**PASSAGE:**
3/3)CASTLES BUILT OF SAND(IRAQ/ELECTION)  
uneoo at netipr.org
From:uneoo at netipr.org
Subject:3/3)CASTLES BUILT OF SAND(IRAQ/ELECTION)
Date:10 Jan 2005 06:39:17 +1100


[Those who want to use this article must consult with the
original websites.]

Final Part 3 OF 3

Castles Built of Sand: US Governance and
Exit Strategies in Iraq
By Christoph Wilcke
Middle East Research and Information Project
Fall 2004 www.merip.org


Dead Letter

In the fall of 2003, the US-led occupation arrived at a crossroads. At
the national level, the attempt to install pliant allies to whom to
hand off a democratic Iraq had come to naught. At the local level, the
US military had sometimes installed new councils and sometimes
sanctioned already existing ones. But the military-appointed councils
did not speed up the sluggish pace of reconstruction, and Iraqi
politics turned increasingly toward demands for salaries, jobs and
elections. Meanwhile, attacks on US and other occupying soldiers shot
up dramatically in frequency and lethality. The Bush administration
summoned its proconsul to Washington to hammer out a more concrete
exit strategy -- one that, incidentally, paid more attention to local
Iraqi politics.

Bremer returned from the emergency talks in Washington with an
accelerated plan for transition to Iraqi self-rule called the November
15 agreement. The agreement's central feature was a system of
provincial caucuses. Under the plan, in each province five members of
the IGC, five members of the provincial council and a member of each
of the five largest city councils were to form a 15-person organizing
committee. This committee would then oversee the vetting of candidates
for a provincial caucus. This caucus, in turn, would select a number
of delegates proportionate to the province's share of the national
population to a newly formed interim national assembly. The national
assembly would then select a government, which would form a cabinet
and prepare elections for a constitutional assembly.

Within two weeks of the announcement of the November 15 agreement,
many observers already viewed it as a dead letter, due to the
objections of Grand Ayatollah Ali Sistani. Sistani renewed his call
for direct national elections. But the reason the caucus plan failed
in Iraq has as much to do with how it was hatched and presented as
with Sistani, who merely raised the loudest voice of opposition.

Outside Baghdad, the November 15 agreement was scarcely discussed. CPA
outreach was limited to distributing leaflets summarizing the
agreement's main points (after Sistani's damning objections were
known) and organizing roughly a dozen town hall meetings that reached
perhaps 10,000 Iraqis. Provincial officials received Arabic
translations of a summary of the agreement -- minus any request for
their input. But almost all Iraqis, once they heard about the plan,
had the same reaction: they rejected the imposed solution because of
the arbitrary composition of the organizing committee. Many felt that
the caucus system was designed to ensure that those Iraqis appointed
by the US to national or local positions of power would continue to
escape the necessity of seeking a popular mandate. Other questions
remained unresolved: could organizing committee members stand for
election in the caucuses? Would there be a limit to the number of
participants in the caucuses?

**REQUIRED ACTIONS:**
#1 List each line of the records in which the string "mountain" appears.
#2 Write the next part of the article on US governance and exit strategies in Iraq, beginning after its final sentence.
The article on Iraq and the records that come after it are two independent bodies of material.

**DATASET CONTENT:**
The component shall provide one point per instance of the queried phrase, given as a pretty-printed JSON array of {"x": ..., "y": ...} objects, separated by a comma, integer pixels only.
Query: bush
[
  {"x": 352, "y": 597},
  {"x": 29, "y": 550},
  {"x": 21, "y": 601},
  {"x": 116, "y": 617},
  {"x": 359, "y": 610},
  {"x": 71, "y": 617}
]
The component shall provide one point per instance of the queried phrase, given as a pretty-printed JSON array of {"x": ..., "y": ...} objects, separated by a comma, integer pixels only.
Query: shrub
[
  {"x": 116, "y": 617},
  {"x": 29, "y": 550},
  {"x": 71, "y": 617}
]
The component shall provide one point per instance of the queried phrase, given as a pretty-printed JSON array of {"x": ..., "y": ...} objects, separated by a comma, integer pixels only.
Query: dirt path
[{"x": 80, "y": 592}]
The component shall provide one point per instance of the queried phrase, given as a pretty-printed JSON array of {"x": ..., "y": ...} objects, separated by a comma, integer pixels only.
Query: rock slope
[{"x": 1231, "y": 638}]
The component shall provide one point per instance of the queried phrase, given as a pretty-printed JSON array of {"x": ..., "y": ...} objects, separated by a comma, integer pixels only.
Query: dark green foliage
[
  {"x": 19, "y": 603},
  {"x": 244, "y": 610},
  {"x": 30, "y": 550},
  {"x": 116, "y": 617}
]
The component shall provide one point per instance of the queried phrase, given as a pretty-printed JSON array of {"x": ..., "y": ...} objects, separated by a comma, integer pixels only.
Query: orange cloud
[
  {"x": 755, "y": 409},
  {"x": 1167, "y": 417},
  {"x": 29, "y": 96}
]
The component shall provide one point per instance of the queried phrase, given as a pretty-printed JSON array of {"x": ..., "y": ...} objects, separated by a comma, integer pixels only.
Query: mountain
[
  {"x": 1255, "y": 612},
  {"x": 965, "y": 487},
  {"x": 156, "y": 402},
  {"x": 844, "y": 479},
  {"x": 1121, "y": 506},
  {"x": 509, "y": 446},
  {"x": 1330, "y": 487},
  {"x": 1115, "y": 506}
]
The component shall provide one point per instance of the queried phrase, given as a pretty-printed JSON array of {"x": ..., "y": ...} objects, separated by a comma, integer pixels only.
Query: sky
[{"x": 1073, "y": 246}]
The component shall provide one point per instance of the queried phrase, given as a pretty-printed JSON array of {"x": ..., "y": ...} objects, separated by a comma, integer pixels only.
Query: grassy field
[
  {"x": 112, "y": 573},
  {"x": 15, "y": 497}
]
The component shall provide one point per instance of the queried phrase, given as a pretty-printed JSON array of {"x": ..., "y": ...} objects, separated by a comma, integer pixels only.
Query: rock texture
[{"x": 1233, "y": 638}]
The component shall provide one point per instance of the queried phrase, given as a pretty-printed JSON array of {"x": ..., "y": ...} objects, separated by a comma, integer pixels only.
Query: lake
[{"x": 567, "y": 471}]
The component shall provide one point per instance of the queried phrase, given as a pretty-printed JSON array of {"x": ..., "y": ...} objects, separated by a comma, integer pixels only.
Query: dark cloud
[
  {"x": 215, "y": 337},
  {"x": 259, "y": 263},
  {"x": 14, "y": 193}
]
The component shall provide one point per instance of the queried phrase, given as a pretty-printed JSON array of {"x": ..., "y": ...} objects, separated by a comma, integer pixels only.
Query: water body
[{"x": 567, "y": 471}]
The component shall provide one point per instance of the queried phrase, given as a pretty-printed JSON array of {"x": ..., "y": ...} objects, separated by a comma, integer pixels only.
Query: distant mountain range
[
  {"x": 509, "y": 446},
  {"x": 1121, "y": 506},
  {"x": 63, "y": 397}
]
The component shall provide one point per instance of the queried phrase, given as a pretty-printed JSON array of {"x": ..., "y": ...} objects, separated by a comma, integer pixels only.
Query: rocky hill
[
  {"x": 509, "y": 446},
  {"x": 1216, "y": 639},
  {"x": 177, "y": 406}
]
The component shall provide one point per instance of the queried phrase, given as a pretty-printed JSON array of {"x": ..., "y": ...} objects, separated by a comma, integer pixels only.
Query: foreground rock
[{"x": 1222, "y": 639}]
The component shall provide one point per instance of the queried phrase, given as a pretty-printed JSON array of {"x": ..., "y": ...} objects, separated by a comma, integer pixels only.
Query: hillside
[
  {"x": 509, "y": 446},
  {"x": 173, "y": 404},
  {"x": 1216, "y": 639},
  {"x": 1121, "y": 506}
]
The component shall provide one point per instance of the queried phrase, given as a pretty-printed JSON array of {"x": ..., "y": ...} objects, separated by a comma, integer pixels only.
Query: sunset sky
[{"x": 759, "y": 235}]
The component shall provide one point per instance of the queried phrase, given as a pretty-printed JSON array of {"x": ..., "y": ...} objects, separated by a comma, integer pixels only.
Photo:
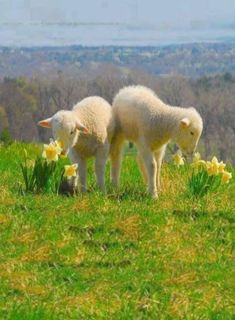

**PER-TASK OUTPUTS:**
#1
Query: mountain
Query: distant mountain range

#2
As an exit strategy for the US, the caucus plan had some merit. It
focused on local representatives who would have to undergo vetting at
the local level before joining a national assembly. Furthermore, since
the national assembly would in effect vote in a government, no one
would be able to say that that government was US-imposed. It seemed
possible to break the cycle of illegitimacy via caucuses while
avoiding direct elections. But the plan also contained serious
shortcomings. Its timetable for transition seemed to conform more to
the schedule of the US presidential election than to Iraqi
concerns. The UN rightly called it cumbersome, not so much because of
the various steps involved, but rather because of deep suspicion about
the involvement of the CPA, the IGC and US-appointed councils (the
word caucuses also proved untranslatable into Arabic).

The idea of caucuses never caught on with Iraqis both because it was
an imposed CPA directive and because it was poorly explained. By the
time the caucuses were formally consigned to the dustbin in February
2004, the only developments at the local level had been the hasty
creation of "missing" councils by the CPA to fulfill the requirements
of the November 15 agreement for one provincial, and at least five
city councils, in each of Iraq's 18 provinces and the "refreshment" of
existing councils in order to purge them of accused Baathists and make
them slightly more representative.

No Local Elections

Sistani is the lone major player who has consistently advocated
general elections. The Pentagon-dominated CPA was downright disdainful
of elections, while the UN and think tanks discouraged them as
premature, and the former exiles on the IGC feared that elections
would expose their lack of popular support. Even before the invasion,
the Iraqi opposition, judging by the Future of Iraq Project report
whose preparation was supervised by the State Department in 2002, saw
no role for early national elections. Nor have all the political
forces in Iraq embraced national polls. Sunni Arab parties, in
particular, have rejected the idea of elections under occupation. Some
Kurds favored a delay until a constitutional arrangement for the
status of Iraqi Kurdistan could be agreed upon.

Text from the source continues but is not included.